— SUPPLIED PASSAGE —
Andrew Cholakian: What is the the lifecycle of a document being added and then the application code that runs after. I guess I’ll ask what the application code lifecycle is of a search being performed.
Grant Rodgers: I’ll start with I guess a git push. When we get a git push, it goes to the file servers. We get notified of it in a queuing system, a background queue. That queue goes to the indexing job which goes to elasticsearch like tim mentioned, sending the git SHA that was inedxed. We’re trying to see whether we really need to index that. If we do, then we go to the file servers again, and get all the files, and index that. That all happens outside of the website framework.
Andrew Cholakian: Are there any specific provisions for failure modes in that situation? Were there any kind of unexpected surprises or architectural things you encountered while building it?
Grant Rodgers: I think Tim might be able to answer this question a little better.
Tim Pease: With indexing source code on push, it’s a self-healing process. We have that repository document which keeps track of the last indexed commit. If we missed, just happen to miss three commits where those jobs fail, the next commit that comes in, we’re still looking at the diff between the previous commit that we indexed and the one that we’re seeing with this new push. You do a git diff and you get all the files that have been updated, deleted, or added. You can just say, “Okay, we need to remove these files. We need to add these files, and all that.” It’s self-healing and that’s the approach that we have taken with pretty much all of the architecture.

— EXTRACTED RECORDS —
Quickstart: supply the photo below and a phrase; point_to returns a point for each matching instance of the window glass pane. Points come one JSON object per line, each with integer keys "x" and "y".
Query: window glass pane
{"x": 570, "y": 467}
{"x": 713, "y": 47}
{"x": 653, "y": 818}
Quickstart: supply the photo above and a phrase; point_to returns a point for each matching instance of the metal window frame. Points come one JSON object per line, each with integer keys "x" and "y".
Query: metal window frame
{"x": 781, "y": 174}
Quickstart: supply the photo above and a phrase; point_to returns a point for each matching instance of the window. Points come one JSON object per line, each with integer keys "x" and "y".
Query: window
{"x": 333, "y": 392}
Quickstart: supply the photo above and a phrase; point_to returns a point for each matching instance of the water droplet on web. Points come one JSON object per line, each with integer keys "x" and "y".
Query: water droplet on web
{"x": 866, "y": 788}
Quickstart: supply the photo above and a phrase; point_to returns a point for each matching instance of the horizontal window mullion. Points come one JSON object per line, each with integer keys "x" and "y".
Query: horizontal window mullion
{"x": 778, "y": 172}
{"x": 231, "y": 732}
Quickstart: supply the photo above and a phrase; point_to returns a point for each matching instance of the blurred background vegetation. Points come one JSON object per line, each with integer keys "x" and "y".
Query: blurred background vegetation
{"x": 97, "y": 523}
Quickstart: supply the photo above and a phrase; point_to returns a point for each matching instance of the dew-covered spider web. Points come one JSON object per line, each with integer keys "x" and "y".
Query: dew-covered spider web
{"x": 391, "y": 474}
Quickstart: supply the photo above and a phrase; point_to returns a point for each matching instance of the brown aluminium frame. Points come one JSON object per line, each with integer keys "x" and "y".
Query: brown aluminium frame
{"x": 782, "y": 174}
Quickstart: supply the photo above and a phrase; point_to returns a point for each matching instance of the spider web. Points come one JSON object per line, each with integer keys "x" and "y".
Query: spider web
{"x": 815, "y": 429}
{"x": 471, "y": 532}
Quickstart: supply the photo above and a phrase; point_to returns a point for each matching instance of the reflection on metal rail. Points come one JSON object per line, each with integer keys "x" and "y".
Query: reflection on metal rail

==

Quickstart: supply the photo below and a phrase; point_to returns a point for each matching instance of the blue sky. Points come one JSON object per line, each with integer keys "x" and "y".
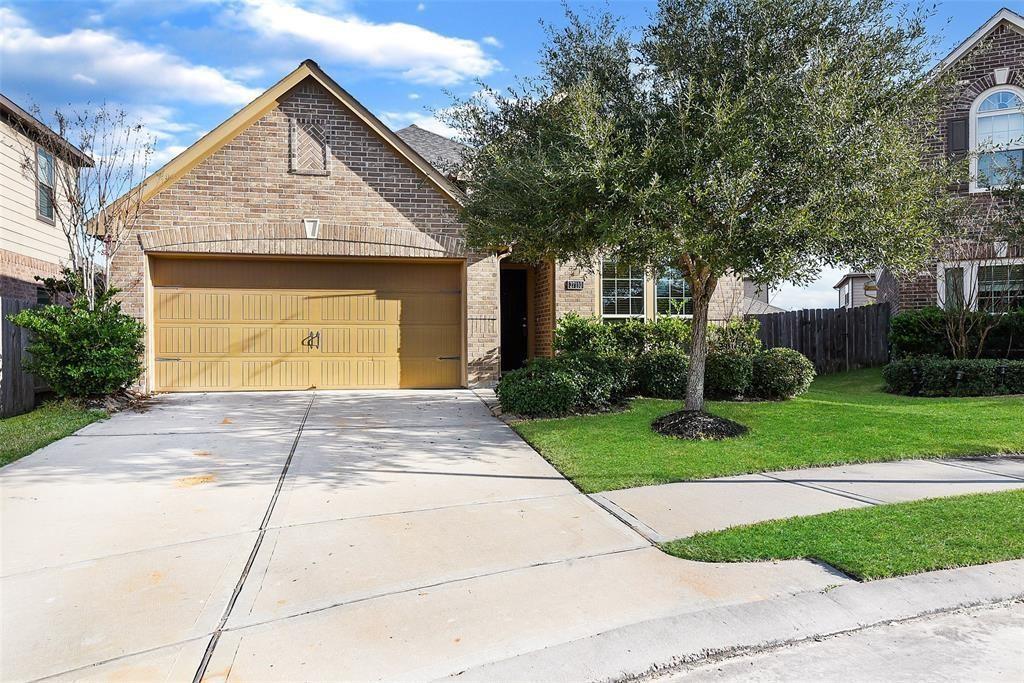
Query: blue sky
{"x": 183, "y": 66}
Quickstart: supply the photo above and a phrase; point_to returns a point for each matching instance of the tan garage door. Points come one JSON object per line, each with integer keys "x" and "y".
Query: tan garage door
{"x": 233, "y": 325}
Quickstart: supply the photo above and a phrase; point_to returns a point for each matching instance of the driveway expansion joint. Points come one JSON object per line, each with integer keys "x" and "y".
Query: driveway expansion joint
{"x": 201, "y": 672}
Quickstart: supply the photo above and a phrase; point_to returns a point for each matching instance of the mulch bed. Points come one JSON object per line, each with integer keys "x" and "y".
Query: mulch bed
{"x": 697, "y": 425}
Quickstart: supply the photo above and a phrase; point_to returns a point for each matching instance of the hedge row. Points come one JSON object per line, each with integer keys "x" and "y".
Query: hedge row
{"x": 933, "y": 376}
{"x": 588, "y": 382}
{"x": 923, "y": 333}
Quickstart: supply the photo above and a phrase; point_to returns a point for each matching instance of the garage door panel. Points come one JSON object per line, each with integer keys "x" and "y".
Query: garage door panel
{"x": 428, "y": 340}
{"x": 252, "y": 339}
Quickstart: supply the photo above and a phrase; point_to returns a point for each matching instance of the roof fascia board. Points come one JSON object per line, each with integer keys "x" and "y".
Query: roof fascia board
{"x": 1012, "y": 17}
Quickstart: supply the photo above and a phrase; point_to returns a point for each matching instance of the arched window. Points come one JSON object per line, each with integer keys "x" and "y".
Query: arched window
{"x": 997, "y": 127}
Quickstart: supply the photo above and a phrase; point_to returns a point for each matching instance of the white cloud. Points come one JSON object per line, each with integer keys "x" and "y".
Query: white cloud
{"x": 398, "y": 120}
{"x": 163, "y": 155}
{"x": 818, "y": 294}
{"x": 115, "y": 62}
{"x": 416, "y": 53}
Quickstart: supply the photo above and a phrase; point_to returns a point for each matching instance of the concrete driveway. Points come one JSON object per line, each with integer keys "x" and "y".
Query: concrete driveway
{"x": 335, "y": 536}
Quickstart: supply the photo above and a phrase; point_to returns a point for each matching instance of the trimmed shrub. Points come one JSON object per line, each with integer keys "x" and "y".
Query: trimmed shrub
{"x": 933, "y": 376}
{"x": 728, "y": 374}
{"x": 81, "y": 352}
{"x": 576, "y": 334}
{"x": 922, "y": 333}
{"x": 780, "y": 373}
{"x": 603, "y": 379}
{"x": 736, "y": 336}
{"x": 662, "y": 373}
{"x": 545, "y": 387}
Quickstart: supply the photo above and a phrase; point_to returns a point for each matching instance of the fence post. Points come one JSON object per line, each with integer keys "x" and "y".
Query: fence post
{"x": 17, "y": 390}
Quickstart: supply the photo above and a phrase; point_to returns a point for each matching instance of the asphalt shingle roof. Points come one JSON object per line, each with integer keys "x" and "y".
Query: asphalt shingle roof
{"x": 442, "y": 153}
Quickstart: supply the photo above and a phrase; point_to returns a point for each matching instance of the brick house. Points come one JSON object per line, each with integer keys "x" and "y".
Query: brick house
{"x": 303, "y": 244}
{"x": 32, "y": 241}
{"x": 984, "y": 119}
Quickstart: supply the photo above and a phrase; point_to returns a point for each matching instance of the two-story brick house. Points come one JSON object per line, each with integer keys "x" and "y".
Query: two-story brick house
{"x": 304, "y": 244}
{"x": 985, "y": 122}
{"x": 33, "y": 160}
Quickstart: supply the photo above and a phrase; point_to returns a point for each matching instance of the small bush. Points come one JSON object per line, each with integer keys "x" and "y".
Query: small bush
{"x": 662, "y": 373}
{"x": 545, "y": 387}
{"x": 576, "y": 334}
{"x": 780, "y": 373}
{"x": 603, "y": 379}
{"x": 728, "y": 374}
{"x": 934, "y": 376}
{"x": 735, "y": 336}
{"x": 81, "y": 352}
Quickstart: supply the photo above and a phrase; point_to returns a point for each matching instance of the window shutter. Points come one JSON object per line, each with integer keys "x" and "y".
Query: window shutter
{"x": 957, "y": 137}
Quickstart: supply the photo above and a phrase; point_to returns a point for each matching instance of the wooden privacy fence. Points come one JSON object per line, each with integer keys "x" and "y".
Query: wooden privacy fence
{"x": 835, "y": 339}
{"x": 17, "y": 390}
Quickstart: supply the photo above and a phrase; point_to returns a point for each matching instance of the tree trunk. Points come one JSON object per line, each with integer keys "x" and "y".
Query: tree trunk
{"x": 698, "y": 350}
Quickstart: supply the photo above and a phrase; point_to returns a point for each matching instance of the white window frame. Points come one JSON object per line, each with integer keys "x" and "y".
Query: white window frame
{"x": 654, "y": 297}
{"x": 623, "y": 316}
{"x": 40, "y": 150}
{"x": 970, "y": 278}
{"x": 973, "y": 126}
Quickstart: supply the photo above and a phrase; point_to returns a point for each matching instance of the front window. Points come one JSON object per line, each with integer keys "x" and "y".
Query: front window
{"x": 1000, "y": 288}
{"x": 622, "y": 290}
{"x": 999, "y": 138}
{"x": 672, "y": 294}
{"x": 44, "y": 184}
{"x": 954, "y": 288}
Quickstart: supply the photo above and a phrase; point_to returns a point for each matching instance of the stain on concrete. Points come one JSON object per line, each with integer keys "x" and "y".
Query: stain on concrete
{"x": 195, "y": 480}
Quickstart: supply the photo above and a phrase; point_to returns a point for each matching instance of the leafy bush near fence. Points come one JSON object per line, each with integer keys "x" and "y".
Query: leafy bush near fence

==

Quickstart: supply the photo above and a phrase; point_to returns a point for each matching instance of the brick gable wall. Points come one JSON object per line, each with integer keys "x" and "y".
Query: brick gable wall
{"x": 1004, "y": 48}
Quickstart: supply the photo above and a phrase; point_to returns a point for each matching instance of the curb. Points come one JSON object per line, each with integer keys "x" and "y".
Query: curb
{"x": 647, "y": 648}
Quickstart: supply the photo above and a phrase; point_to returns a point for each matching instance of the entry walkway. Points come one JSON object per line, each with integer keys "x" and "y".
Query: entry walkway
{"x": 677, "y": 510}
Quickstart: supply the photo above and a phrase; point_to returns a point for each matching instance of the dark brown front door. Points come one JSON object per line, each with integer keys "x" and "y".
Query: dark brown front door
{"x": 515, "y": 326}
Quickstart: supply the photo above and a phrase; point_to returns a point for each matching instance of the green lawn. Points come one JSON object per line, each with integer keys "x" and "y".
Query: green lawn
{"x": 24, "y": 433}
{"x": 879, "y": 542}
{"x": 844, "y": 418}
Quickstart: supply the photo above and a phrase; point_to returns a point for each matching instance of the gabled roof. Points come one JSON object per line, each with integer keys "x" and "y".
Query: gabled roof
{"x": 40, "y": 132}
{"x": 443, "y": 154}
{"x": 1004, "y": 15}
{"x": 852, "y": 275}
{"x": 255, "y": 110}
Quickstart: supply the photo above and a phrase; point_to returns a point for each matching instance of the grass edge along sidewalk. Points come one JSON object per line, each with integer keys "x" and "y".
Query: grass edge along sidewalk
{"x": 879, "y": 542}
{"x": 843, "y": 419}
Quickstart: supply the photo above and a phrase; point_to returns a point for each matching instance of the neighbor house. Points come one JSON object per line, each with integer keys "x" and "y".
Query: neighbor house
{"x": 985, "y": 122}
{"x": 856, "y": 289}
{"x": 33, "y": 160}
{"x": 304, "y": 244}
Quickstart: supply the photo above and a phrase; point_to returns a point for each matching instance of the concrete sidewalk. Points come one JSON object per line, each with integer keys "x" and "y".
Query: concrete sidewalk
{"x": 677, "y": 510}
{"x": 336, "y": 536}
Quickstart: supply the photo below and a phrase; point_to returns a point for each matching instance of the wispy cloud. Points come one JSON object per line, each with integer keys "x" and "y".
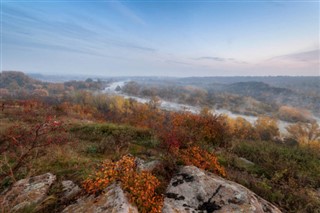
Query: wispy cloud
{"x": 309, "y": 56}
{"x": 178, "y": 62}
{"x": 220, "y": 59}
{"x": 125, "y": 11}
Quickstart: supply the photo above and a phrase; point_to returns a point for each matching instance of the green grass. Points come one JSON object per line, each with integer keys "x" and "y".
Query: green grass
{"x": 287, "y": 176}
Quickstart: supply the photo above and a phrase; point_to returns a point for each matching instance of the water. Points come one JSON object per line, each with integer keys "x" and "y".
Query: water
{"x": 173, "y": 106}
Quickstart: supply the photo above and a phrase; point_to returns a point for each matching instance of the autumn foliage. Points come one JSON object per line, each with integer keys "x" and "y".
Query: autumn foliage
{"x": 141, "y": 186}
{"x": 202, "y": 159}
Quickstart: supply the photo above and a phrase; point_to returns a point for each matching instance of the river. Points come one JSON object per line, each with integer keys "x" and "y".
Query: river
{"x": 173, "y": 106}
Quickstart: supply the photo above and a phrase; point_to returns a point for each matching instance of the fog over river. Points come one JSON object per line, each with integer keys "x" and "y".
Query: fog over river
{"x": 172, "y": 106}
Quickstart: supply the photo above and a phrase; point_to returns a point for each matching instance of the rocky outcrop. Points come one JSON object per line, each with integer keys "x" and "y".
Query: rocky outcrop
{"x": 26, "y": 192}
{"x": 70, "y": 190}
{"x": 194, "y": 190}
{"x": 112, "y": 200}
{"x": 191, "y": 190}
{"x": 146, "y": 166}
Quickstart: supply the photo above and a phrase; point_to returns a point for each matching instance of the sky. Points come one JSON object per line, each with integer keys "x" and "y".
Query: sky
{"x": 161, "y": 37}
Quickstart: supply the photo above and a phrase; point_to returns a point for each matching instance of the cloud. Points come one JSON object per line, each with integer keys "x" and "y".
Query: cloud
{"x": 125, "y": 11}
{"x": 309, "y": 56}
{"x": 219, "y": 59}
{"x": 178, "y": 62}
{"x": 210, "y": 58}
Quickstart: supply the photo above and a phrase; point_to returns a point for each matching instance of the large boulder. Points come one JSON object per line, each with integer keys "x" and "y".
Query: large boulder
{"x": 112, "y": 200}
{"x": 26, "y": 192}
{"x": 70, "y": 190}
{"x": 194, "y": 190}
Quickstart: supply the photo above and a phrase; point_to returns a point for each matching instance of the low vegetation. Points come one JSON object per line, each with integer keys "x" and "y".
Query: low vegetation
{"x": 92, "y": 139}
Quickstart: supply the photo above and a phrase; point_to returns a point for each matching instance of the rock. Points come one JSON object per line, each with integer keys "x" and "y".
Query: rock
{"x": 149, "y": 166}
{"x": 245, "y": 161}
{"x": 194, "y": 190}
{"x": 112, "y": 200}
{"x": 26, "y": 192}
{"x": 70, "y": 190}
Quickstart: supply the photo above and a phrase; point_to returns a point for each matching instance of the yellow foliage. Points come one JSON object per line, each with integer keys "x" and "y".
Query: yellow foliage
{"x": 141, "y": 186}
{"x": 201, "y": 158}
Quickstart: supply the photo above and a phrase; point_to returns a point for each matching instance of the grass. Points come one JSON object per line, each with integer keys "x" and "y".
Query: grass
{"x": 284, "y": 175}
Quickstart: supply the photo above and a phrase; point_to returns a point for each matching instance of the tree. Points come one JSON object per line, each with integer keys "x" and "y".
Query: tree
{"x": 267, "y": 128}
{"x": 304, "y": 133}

— QUESTIONS ON THE MATERIAL —
#1 Please translate this sentence from the code-indexing transcript into Spanish: "We have that repository document which keeps track of the last indexed commit."
#2 Pick up the code-indexing transcript after its final sentence and continue it.

— EXERCISE ANSWERS —
#1 Tenemos ese documento de repositorio que lleva el registro del último commit indexado.

#2
The two big things are everything goes into a queue. We don’t do any indexing within the real app itself. When we do index a document, it will always try to get it up to most recent version and have these marks in there to do that. For things like repositories, or issues, or pull requests, those are also documents and separate indexes. If somebody comments on an issue, we actually queue up a job in our resque system and then that job gets pulled up by the worker. We go and look at the issue object and we construct the document. Then we store that document in elasticsearch. Or, if an issue has been deleted by the user, we then go and find that issue and go ahead and delete it by ID from the search index.
Andrew Cholakian: Are you guys using the HTTP transport or the mem caster Thrift ones for talking to your cluster?
Tim Pease: Everything is HTTP.
Andrew Cholakian: I’m curious what your perspective is on this. There’s the three different transports elasticsearch supports, I think you guys obviously have quite a bit of scale, and it’s interesting that you guys use HTTp. The ease of use of HTTP in terms of both just client familiarity and also network infrastructure in general, is a key asset. I wonder how many people actually use the other transports given how well HTTP performs.
Grant Rodgers: At one of my previous jobs, we actually did use the Thrift transport briefly, it was a significant performance increase. Like you said, the operational burden of that one was significant. We eventually had to switch back to HTTP.
Andrew Cholakian: As far as the operational part, for me the reason I don’t use the thrift protocol is because we can use HTTP load balancers in front of our query handling nodes. That way we can just use a very simple pattern where if one of those goes down, then we’re still okay. What were the operational concerns that you guys had in switching over at that point?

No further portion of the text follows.